In the listing below, retype without alteration the part that opens with the line containing "In this exercise you will indicate the ceiling in" and closes with the line containing "point(288, 53)". Include both of those lines.

>> START

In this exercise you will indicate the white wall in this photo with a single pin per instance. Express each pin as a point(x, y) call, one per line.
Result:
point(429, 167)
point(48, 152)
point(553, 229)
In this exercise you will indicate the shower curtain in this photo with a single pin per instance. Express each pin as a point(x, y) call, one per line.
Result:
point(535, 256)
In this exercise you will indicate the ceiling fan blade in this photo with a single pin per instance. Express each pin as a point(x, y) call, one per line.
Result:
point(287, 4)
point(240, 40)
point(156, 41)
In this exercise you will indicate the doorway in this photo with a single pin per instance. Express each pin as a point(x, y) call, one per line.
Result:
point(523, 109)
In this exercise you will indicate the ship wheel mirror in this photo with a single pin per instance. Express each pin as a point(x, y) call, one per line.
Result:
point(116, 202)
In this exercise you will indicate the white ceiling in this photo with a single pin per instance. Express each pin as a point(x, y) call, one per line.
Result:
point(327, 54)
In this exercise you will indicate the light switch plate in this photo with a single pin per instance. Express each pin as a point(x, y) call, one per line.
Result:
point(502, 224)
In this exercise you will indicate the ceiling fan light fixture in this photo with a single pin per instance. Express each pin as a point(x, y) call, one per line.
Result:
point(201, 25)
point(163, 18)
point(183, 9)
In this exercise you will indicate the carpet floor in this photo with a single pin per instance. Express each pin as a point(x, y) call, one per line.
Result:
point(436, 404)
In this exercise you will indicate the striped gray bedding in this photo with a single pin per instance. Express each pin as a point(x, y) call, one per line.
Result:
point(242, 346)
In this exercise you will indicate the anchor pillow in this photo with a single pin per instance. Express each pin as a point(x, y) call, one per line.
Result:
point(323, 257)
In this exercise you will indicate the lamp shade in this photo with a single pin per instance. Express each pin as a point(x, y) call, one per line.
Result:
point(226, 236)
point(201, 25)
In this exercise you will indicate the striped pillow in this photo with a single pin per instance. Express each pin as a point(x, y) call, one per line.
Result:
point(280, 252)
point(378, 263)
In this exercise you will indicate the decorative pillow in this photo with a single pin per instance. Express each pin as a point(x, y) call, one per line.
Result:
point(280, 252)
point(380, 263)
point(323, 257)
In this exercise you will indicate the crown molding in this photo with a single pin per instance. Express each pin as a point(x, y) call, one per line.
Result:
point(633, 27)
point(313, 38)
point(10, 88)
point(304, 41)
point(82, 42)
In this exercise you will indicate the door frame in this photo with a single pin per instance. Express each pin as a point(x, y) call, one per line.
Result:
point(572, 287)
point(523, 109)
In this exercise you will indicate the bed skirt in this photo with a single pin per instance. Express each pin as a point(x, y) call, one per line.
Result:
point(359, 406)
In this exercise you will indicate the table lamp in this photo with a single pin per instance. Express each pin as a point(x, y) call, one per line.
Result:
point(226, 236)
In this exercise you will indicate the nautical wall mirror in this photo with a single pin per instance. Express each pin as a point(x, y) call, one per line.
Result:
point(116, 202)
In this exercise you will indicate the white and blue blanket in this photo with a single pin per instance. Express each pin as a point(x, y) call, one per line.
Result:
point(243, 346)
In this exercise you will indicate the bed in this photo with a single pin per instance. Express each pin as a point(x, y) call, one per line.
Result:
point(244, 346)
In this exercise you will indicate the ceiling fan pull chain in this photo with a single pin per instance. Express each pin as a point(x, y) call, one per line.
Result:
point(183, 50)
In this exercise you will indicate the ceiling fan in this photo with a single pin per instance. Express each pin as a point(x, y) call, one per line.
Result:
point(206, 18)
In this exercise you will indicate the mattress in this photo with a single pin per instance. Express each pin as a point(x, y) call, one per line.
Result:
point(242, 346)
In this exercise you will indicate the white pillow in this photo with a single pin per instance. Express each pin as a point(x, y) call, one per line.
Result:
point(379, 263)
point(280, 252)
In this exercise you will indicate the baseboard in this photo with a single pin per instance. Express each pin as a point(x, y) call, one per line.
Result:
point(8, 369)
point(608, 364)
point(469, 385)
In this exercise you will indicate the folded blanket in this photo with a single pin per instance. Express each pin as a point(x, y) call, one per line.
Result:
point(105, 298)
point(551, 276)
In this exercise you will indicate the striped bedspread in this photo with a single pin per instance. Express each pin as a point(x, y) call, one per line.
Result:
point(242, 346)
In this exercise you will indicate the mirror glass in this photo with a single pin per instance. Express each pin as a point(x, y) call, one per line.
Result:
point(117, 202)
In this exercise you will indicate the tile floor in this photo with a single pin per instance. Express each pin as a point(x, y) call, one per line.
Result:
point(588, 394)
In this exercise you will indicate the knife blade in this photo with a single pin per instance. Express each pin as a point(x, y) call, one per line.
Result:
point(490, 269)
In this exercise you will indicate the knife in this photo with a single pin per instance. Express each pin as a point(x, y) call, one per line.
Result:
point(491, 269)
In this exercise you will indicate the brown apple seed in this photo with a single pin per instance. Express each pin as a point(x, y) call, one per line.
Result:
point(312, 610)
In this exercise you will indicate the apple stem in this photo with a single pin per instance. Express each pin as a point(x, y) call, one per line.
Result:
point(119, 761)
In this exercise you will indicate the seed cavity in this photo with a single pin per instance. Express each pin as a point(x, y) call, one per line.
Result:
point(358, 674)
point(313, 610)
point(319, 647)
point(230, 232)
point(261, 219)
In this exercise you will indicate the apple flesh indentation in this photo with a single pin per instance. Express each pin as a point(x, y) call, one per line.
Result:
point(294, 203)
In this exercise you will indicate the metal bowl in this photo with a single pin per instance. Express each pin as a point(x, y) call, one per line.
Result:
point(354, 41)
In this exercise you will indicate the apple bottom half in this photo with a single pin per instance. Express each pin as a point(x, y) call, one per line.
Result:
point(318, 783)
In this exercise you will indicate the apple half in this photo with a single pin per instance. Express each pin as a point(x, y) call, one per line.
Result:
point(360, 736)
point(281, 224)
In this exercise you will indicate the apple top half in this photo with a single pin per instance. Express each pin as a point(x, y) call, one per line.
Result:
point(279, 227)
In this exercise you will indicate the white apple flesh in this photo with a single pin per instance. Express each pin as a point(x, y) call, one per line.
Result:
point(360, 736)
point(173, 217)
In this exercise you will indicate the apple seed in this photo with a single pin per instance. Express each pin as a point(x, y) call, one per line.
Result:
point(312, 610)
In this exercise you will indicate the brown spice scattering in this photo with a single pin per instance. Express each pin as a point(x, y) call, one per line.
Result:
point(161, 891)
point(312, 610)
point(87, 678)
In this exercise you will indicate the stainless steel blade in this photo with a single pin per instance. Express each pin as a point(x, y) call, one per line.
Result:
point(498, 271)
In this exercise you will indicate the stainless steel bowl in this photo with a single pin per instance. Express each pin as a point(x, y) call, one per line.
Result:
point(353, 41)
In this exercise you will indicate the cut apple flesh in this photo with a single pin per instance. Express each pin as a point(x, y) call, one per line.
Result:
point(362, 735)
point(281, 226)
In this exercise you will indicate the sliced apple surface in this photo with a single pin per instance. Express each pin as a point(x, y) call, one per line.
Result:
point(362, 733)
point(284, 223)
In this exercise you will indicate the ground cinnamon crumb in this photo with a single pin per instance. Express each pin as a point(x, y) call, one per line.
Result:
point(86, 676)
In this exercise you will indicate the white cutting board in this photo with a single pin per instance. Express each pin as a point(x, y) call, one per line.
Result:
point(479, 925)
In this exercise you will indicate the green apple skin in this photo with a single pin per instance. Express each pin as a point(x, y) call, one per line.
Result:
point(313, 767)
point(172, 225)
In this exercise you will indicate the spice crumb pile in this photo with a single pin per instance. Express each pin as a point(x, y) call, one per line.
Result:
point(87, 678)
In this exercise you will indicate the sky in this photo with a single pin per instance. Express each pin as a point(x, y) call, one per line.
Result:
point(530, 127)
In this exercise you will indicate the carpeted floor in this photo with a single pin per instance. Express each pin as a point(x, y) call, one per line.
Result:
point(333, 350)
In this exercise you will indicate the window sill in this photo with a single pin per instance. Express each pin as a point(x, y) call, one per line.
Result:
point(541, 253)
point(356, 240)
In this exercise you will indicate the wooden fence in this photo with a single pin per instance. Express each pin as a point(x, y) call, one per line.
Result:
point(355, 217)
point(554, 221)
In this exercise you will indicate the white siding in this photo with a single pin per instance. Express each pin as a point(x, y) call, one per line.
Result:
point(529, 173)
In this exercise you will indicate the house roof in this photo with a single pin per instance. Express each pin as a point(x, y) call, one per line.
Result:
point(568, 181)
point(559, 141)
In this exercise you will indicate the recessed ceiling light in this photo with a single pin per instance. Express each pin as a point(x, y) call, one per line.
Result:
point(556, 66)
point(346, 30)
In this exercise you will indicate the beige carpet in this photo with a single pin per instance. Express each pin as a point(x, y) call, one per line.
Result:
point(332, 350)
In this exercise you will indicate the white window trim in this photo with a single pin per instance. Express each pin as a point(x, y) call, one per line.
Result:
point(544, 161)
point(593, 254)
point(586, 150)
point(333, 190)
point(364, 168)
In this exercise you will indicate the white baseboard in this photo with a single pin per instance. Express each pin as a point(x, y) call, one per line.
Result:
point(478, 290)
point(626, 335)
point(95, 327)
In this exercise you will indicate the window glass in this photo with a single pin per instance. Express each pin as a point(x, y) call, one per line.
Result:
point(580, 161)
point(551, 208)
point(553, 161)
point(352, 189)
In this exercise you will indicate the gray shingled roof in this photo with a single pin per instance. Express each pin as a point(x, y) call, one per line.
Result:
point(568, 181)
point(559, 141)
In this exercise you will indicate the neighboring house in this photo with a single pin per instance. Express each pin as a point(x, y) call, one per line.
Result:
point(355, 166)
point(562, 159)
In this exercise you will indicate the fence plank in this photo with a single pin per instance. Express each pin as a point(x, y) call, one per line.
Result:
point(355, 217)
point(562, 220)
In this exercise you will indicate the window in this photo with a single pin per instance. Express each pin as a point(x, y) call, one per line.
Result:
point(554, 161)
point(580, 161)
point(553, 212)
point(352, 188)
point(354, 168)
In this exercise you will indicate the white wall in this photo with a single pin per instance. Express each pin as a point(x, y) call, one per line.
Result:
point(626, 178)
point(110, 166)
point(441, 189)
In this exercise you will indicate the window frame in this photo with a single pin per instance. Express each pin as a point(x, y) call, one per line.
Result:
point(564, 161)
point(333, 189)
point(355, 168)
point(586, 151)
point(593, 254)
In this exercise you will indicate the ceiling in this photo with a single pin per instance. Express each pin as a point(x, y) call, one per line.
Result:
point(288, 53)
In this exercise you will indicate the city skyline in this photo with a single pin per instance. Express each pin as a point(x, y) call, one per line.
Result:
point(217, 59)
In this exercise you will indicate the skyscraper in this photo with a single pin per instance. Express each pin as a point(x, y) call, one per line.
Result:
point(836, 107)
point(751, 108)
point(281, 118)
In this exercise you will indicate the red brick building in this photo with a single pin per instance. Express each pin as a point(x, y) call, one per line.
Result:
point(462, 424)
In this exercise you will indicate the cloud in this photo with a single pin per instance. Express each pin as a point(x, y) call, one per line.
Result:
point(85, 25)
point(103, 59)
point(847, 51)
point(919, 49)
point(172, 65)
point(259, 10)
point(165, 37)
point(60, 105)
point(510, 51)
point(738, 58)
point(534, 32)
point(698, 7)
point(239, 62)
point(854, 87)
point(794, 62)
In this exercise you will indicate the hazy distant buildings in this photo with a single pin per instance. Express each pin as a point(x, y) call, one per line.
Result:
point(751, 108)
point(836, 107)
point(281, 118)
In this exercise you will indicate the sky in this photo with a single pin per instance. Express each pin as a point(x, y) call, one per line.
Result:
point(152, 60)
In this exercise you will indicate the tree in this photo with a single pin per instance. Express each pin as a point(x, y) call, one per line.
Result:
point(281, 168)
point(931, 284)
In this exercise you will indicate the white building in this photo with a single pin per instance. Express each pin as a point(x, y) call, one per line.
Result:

>> END

- **REPLY TO THE EXERCISE**:
In this exercise you will indicate the ceiling in this photo with a single pin per instance. Express each pin as a point(x, y) call, one per line.
Result:
point(288, 53)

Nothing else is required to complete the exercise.